GIVEN EXERCISE A: Return each line of the listing below that contains the word "corrugated".

--- SOURCE EXCERPT ---

OT Fedora in production (as nstallation Problem on Fedora Core
8)
Peter Farrow
peter at farrows.org
Tue Dec 11 15:13:41 GMT 2007
BTW:
>>Anyway, I've been very happy using Fedora on my servers for years,
and will continue to do so. Others may decide to avoid it for things
like CentOS, but I >>prefer to keep more up-to-date with the more recent
stable releases of things!
Stability is demonstrated over time, it doesn't come guaranteed by
simply using the latest versions..... have you checked Vista out
recently ;-)
P.
Anthony Cartmell wrote:
>> Centos is basically Red Hat Enterprise, the stable, standardised
>> fully tested production qaulity commercial grade and supported OS
>> from Red Hat.
>
> I don't think RedHat support CentOS... ;)
>
>> Fedora is the bleeding edge, experimental, non production version.

--- ENTRIES PROVIDED ---

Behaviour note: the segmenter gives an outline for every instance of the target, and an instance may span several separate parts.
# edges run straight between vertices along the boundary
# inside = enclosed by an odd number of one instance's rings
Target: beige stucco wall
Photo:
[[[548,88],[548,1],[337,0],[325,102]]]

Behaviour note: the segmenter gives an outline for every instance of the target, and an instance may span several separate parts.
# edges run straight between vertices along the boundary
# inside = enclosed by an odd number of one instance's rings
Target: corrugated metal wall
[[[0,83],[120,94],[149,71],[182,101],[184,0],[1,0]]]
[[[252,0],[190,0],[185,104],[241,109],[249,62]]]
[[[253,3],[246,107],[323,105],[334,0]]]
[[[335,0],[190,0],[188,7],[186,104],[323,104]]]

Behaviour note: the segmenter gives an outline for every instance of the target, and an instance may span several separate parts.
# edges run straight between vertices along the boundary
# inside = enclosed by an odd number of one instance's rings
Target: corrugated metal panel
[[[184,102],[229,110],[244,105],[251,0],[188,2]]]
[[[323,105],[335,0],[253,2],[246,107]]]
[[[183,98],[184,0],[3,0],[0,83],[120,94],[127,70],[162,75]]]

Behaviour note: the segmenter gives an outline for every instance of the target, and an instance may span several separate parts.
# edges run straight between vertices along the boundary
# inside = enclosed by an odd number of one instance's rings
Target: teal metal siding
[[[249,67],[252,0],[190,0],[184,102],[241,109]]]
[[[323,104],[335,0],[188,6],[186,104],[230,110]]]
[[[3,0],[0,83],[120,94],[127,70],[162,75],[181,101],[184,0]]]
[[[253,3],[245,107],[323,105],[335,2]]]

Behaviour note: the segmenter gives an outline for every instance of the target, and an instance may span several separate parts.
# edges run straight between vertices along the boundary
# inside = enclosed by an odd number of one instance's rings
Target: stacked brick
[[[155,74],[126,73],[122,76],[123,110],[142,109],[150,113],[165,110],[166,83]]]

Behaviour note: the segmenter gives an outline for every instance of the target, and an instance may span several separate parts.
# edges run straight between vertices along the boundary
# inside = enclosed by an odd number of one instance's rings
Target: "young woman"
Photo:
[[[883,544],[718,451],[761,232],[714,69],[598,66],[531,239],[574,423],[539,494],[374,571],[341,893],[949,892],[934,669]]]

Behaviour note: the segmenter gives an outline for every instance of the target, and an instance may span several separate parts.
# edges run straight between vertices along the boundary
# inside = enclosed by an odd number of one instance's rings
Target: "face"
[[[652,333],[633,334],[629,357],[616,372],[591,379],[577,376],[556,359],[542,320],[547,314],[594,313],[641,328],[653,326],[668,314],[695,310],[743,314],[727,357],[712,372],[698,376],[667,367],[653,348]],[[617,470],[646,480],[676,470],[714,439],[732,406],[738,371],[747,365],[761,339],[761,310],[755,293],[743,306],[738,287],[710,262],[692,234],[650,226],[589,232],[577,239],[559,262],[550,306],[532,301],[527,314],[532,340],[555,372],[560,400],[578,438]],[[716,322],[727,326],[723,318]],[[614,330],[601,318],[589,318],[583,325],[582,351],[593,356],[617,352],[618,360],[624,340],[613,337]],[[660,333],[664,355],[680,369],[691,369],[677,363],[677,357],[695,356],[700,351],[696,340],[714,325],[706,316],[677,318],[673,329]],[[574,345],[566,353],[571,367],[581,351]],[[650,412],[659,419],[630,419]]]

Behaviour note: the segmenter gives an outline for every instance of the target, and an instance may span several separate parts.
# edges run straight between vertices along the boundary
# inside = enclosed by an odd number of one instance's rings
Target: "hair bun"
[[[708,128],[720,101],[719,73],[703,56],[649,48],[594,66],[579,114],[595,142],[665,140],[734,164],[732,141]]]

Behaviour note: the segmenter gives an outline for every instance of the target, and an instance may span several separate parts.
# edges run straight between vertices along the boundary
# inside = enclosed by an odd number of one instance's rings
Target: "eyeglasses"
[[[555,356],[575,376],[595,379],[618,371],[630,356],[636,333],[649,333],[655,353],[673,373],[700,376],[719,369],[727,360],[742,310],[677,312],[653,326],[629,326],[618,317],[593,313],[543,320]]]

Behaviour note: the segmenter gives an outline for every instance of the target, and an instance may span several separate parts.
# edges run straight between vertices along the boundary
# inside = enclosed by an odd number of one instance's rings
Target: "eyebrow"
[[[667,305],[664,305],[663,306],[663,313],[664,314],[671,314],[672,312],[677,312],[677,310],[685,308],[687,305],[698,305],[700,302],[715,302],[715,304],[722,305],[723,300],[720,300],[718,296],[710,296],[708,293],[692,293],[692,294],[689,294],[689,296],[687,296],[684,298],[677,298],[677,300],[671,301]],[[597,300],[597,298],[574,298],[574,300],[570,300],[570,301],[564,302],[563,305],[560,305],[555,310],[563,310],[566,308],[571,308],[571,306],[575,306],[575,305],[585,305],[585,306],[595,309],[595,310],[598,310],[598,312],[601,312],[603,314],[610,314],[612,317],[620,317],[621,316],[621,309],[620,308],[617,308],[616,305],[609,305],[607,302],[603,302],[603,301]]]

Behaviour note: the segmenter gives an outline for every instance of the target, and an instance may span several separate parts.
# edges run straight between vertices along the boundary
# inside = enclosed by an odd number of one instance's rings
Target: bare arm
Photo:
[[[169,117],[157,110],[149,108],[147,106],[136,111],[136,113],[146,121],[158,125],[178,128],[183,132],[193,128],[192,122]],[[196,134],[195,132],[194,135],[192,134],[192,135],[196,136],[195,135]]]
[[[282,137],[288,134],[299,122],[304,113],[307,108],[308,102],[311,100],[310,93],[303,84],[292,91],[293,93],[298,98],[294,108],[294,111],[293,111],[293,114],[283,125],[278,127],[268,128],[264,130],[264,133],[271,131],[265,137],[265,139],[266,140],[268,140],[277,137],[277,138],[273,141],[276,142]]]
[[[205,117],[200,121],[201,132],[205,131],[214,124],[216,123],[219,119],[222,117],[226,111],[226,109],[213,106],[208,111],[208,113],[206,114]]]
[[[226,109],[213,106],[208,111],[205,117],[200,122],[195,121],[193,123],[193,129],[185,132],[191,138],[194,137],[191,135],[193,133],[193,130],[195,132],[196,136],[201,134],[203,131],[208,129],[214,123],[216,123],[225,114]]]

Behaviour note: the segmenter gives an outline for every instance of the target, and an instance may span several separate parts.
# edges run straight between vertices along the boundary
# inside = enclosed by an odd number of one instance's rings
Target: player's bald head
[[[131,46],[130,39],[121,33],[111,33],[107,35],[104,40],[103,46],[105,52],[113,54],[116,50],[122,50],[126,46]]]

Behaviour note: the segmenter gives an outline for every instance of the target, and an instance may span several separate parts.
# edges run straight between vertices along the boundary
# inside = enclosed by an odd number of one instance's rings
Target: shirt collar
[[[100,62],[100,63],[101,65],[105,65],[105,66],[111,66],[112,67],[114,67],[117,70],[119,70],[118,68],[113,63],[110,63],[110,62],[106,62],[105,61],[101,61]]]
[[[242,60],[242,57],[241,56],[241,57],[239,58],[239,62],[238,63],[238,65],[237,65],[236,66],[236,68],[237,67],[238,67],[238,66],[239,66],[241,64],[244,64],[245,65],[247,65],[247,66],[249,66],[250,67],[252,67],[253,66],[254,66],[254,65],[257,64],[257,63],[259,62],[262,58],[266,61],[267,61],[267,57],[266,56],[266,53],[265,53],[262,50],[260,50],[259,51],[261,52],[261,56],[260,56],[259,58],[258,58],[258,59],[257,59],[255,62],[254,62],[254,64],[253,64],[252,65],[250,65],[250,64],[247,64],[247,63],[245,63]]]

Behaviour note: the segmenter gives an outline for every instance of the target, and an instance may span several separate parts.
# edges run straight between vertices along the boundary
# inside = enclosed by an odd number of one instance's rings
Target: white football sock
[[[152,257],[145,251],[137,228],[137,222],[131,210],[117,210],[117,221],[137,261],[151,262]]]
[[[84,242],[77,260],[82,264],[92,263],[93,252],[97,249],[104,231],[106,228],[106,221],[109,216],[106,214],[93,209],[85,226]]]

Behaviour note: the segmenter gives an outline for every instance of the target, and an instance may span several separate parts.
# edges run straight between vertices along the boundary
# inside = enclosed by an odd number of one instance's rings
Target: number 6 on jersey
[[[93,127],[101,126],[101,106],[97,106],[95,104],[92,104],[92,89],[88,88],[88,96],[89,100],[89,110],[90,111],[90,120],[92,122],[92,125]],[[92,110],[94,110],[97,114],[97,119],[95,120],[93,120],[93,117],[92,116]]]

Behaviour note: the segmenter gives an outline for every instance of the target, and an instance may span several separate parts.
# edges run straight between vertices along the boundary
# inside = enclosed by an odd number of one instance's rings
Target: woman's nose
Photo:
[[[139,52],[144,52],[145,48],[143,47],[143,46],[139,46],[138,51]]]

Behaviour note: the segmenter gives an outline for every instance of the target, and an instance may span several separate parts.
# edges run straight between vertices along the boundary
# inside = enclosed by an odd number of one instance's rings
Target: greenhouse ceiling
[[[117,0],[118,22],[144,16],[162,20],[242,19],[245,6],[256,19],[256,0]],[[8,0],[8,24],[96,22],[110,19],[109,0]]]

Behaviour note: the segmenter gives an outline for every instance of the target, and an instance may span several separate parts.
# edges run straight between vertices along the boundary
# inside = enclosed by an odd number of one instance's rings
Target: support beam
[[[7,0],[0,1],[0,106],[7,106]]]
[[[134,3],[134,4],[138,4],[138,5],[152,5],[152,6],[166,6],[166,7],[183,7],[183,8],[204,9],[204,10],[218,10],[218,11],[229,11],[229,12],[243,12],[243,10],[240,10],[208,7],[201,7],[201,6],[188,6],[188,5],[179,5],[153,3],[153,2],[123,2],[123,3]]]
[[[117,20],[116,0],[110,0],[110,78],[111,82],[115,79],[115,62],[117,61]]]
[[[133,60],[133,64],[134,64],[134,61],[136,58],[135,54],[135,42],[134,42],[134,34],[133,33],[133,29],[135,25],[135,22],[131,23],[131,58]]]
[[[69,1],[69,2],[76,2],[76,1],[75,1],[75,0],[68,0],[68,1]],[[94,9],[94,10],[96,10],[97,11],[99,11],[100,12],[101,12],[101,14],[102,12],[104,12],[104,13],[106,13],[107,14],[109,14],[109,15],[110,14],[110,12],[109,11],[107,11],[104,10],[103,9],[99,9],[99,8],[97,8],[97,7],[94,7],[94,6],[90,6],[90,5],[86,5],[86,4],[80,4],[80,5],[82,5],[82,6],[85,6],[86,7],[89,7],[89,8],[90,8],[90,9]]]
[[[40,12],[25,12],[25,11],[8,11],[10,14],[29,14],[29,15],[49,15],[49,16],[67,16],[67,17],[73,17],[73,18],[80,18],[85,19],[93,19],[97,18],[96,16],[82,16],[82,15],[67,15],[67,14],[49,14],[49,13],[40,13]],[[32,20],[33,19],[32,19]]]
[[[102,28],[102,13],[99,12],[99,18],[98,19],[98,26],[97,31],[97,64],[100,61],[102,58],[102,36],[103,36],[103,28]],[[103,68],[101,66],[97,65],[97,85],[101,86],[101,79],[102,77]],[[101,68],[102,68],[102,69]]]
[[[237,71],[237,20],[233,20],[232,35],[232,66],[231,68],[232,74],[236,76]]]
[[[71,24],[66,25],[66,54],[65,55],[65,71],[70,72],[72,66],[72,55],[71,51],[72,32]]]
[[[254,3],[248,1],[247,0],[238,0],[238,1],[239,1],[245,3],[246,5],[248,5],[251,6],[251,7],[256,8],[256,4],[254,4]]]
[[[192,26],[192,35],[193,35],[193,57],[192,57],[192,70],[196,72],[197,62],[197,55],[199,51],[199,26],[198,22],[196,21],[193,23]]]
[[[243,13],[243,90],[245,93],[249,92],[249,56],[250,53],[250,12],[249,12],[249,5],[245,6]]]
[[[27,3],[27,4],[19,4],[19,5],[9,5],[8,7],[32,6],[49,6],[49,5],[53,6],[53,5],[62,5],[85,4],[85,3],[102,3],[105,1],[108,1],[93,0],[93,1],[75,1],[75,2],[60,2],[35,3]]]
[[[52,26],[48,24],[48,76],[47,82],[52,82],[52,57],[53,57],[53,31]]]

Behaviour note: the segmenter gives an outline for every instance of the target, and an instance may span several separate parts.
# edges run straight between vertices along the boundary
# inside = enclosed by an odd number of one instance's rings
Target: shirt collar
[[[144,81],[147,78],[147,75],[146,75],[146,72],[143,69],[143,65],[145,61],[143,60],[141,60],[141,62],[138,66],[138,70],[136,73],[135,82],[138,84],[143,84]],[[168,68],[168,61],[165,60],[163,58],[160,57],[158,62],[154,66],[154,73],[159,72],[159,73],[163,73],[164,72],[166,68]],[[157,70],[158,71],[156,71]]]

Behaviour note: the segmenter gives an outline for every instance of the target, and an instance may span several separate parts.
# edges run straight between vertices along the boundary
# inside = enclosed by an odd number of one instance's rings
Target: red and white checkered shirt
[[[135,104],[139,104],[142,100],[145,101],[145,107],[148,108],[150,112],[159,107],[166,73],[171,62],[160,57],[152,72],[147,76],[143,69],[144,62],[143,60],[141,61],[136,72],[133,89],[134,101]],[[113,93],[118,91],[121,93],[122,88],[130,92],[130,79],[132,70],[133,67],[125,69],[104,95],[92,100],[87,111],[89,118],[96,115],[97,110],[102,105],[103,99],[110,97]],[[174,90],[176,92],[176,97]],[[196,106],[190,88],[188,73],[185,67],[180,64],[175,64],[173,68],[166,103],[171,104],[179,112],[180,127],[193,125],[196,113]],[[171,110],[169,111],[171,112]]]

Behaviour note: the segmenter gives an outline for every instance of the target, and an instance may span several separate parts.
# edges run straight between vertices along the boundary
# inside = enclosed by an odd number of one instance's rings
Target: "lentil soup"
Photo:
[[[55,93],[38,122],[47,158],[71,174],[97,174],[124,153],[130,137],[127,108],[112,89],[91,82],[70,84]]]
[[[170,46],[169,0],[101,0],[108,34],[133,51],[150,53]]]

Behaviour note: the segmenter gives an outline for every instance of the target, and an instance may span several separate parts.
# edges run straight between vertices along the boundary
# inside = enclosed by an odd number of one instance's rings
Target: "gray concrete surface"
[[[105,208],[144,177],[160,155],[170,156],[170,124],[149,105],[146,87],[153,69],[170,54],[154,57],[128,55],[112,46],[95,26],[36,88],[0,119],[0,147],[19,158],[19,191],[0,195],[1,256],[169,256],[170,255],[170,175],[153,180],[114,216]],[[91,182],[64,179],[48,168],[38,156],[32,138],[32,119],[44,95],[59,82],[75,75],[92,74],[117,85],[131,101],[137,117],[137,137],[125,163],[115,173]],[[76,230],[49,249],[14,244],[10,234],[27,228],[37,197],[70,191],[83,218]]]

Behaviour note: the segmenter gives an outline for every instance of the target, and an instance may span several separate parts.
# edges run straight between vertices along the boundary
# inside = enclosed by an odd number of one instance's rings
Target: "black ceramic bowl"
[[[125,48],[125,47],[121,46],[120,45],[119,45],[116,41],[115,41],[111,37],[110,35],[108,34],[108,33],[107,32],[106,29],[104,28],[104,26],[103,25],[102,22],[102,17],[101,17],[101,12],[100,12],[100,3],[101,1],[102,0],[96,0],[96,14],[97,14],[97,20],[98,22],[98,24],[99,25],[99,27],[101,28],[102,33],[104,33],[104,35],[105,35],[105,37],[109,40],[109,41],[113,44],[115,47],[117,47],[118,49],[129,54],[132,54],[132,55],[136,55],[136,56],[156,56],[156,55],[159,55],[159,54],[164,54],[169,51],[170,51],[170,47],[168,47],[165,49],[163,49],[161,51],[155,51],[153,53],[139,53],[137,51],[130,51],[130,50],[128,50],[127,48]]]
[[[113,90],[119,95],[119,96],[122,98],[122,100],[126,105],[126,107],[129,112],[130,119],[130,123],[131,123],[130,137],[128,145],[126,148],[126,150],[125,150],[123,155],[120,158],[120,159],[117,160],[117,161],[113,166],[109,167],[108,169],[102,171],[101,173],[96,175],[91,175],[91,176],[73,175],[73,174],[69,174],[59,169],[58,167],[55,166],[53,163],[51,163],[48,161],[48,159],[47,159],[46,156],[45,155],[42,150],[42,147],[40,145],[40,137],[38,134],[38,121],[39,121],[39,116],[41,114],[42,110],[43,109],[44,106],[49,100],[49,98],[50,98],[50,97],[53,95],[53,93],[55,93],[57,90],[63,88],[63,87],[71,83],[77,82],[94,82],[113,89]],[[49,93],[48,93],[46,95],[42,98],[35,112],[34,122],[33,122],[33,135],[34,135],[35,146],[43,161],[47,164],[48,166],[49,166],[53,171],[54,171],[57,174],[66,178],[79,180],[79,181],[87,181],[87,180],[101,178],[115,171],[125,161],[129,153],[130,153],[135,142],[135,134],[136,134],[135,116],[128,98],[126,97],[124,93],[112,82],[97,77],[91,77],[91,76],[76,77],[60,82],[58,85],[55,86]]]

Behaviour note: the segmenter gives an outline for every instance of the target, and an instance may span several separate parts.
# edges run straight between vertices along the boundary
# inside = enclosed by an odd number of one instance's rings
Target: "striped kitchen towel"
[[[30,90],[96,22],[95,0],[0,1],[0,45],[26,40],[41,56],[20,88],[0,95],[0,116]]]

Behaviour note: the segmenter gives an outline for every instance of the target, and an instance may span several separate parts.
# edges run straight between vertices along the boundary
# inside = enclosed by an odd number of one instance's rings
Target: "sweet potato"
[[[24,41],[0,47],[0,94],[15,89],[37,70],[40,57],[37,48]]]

---

GIVEN EXERCISE B: Continue the mailing-list post about running Fedora versus CentOS on production servers from the point where it stops.

FINAL RESULT A:
Target: corrugated metal wall
Target: corrugated metal panel

FINAL RESULT B:
>
> Where does it say "experimental" or "bleeding edge"? My copy of Fedora
> has only stable versions of software installed (Apache, PHP, MySQL,
> sendmail, etc).
>
>> So just to recap Fedora is Experimental and not intended for
>> production use, as defined by the people that made it, and that
>> gentleman is as you you might say "straight from the horses mouth".
>> The people that created it say its less stable and experimental *by
>> design*, that is its purpose in life.
>
> Do you have a reference for that?
>
> I can only find articles where Fedora people recommend Fedora for
> production use, e.g. from Fedora Project Leader, Max Spevack
> (http://interviews.slashdot.org/article.pl?sid=06/08/17/177220) in
> August last year:
>
> "Anyone (Red Hat or non-Red Hat) who tells you that Fedora isn't
> suitable for a production server is wrong. If someone tells you that
> Fedora is "just a beta for RHEL", they too are wrong.
>
> Either the person is insufficiently informed about what Fedora is (and
> it's our job within Fedora to do that), or the person is purposefully
> misrepresenting Fedora and neglecting to tell the whole story, in
> which case it's our job within Fedora to call them out.
>
> http://fedoraproject.org/wiki/Objectives"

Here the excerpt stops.